The lines you need are those holding the word "each"; pull them from the material.
Task inputs: Begin
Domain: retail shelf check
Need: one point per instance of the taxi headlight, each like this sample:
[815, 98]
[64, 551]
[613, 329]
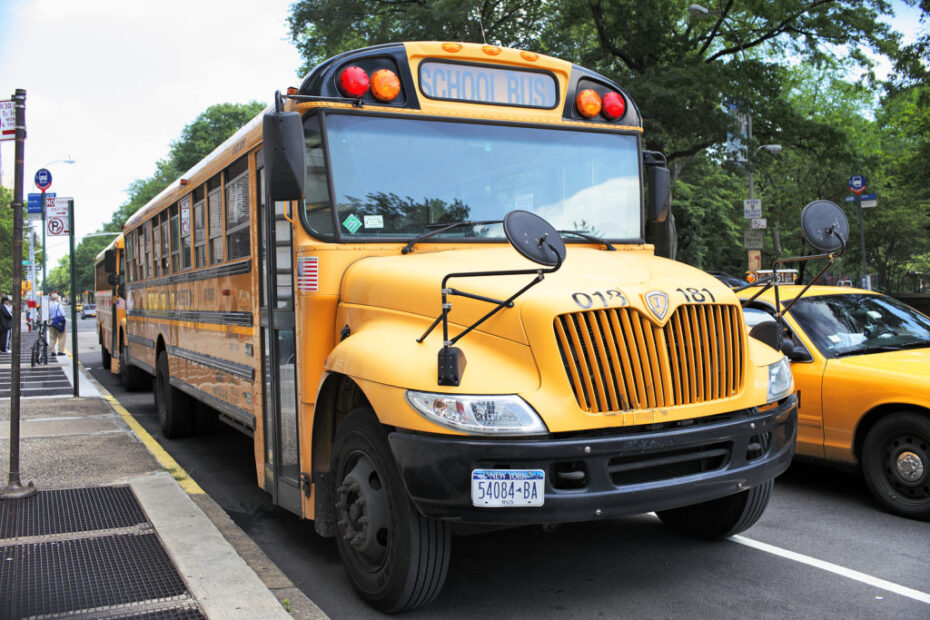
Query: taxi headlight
[482, 415]
[781, 383]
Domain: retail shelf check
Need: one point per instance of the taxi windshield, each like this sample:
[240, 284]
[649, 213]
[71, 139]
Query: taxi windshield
[398, 178]
[855, 324]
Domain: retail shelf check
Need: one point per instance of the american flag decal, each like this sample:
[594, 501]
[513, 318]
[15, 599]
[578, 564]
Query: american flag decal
[308, 274]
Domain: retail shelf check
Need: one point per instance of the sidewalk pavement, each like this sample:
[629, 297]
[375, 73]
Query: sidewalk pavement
[118, 528]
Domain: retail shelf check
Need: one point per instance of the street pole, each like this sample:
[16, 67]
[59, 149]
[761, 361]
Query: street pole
[14, 488]
[74, 362]
[864, 280]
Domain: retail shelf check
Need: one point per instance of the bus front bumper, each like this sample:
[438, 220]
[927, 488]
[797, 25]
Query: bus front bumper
[630, 471]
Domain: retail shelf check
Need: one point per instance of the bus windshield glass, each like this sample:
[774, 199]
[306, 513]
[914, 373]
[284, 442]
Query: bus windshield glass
[398, 178]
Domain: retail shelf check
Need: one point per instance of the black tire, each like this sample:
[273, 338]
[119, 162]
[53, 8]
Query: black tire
[396, 559]
[173, 414]
[896, 464]
[131, 377]
[105, 358]
[721, 517]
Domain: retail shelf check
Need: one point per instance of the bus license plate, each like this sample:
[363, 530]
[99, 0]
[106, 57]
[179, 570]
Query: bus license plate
[504, 488]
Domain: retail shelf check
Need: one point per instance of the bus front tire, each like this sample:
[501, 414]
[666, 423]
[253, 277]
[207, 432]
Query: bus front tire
[720, 517]
[396, 559]
[170, 402]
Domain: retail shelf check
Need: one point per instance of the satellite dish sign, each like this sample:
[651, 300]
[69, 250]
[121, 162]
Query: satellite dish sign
[43, 179]
[857, 184]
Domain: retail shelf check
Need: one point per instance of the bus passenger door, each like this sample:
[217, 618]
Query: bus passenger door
[116, 294]
[279, 353]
Task inputs: End
§ **Solution**:
Need: one point per instance of the taxi headlight, each like this sample:
Need: one point per instance of the taxi windshield, each like this sample:
Need: one point per instance of the american flag decal, each like this sample:
Need: one point per instance of the sidewalk pavement, each like this sample:
Need: one point per instance of the street pole, each like this sample:
Need: one point per instance of the bus front bumper, each like this sample:
Need: one point per instance of the bus windshield glass, each like this sample:
Need: one point per instance of the black tire, each like this sample:
Need: one point per instance of the bus license plate, each like this sample:
Need: one point per instance of the bus front tire, each like this sample:
Need: one point per instance of the satellite dish sign, each like this sample:
Need: one point per instance of the bus passenger door, each like this sample:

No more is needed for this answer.